**** Stored rows

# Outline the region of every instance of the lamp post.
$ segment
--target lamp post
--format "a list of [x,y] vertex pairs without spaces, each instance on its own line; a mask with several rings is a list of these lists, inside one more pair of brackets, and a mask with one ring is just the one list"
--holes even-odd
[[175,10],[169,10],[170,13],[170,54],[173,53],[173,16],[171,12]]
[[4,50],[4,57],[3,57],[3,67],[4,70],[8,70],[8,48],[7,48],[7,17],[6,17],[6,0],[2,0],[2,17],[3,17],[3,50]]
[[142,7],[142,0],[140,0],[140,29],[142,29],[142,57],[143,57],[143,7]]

********
**** Stored rows

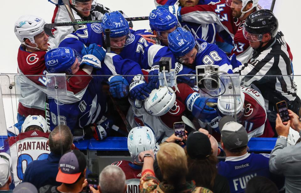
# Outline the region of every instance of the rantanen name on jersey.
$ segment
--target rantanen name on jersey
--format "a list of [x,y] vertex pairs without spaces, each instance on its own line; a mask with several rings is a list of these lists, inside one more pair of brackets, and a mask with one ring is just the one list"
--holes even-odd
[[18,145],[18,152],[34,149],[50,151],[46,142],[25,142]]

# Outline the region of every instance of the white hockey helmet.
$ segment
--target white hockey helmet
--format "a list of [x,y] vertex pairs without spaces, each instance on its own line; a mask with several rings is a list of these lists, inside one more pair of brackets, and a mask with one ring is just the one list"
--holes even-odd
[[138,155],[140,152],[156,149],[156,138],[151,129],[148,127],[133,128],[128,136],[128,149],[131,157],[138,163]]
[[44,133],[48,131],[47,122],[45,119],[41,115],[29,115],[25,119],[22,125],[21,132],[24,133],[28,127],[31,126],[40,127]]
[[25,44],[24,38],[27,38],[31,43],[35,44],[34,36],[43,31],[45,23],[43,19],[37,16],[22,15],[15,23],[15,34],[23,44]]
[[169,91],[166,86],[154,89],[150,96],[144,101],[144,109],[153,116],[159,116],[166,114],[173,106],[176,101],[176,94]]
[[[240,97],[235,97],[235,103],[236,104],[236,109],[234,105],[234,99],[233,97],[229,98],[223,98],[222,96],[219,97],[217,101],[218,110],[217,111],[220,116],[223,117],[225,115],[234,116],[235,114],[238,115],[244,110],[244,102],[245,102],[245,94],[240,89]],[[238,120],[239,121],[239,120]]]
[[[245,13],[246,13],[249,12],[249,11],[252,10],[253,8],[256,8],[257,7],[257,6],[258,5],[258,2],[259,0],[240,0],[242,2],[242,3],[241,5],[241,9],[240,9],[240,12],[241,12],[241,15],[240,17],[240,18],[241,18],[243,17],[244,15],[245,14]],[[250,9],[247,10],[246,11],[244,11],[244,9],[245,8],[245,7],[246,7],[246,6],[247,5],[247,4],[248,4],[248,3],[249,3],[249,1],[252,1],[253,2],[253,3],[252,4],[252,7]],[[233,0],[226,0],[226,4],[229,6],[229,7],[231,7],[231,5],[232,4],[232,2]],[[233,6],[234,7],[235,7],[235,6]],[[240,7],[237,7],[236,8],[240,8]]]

********

• What is asked: Copy out the data again, starting at the line that contains "# Outline the region of every instance of the rantanen" and ending after the line that contains "[[18,145],[18,152],[34,149],[50,151],[46,142],[25,142]]".

• Response below:
# Outline the region of every instance of the rantanen name on jersey.
$ segment
--target rantanen name on jersey
--format "a list of [x,y] vertex pairs without spaces, each instance on its own line; a mask with several rings is a list of these lists, inside one more pair of brackets, and a mask with one ring is just the one list"
--holes even-odd
[[18,145],[18,152],[34,149],[50,151],[46,142],[25,142]]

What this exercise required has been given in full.